***** Extrait du texte

On réclame l'État minimal, le désinvestissement dans les programmes sociaux, la
déréglementation; on glorifie la rentabilité, la productivité, la
compétitivité, la concurrence, la performance. On déménage la production vers
les endroits où les coûts sont les plus bas. On exige des compensations et des
subsides de la part des gouvernements sous peine de ne pas investir chez
eux. Dans les marchés financiers on se
réjouit des fusions à outrance, des mises à pied qui réconfortent les
actionnaires en augmentant le prix de leurs actions; on autorise la concentration des capitaux et
leurs flux etc. Mais, d'où nous viennent
tous ces commandements? D'où proviennent
toutes ces notions qu'on nous force à appliquer? Qui ordonne ces actions? Toutes ces
prescriptions ont des répercussions majeures sur notre vie et sont commandées
non par les élus mais par les mandarins de l'idéologie néo-libérale, les gardes
du temple et leurs prédicateurs. Il n'ont rien à foutre de la démocratie, car
elle est en contradiction totale avec leur idéologie. (d)

**********

Consigne ▸ Reprenez l'extrait sur l'idéologie néolibérale et écrivez-en la suite à partir de sa dernière phrase.

***** Données fournies

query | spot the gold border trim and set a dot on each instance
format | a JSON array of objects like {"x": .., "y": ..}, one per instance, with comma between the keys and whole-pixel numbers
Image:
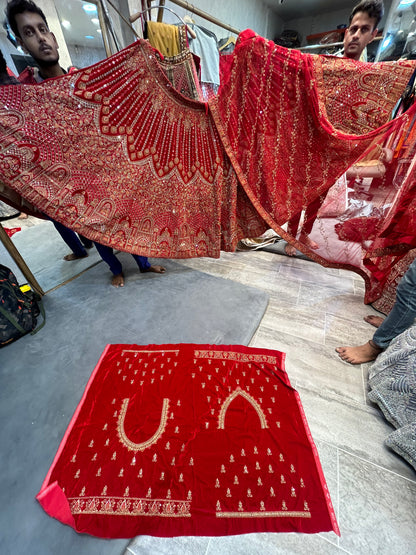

**********

Réponse rédigée ▸
Toutes ces notions dites néo-libérales sont très bien
enracinées dans nos sociétés. À preuve, lors du dernier sommet économique du
Québec, même si les participants connaissaient les ravages des politiques
néo-libérales - ayant été expérimentées dans d'autres pays - elles ont quand
même été adoptées. Le consensus
Québécois. L'idéologie nous est imposée
de l'extérieur et, malheureusement, on retrouve à l'intérieur du gouvernement
plusieurs défenseurs des idées néo-libérales qui, avec l'appui des affairistes,
imposent facilement leur vision aux autres groupes sans que les syndicats. à
part quelques offuscations, n'y changent grand-chose étant eux même pris au
piège. Quant aux dégâts, on n'a qu'à lire les journaux, ils en sont remplis.
(e)
À vrai dire, c'est la sphère économique pensée et
dirigée de l'extérieur qui fixe ses objectifs et indique à la sphère politique
les moyens techniques et stratégiques qu'il faut employer pour atteindre ses
objectifs, qui eux ne sont pas du ressort des citoyens. Donc une oligarchie d'affaires. La démocratie en prend pour son rhume. Ce sont des non élus affairistes et
spécialistes qui dictent de la marche à suivre de l'économie. (e)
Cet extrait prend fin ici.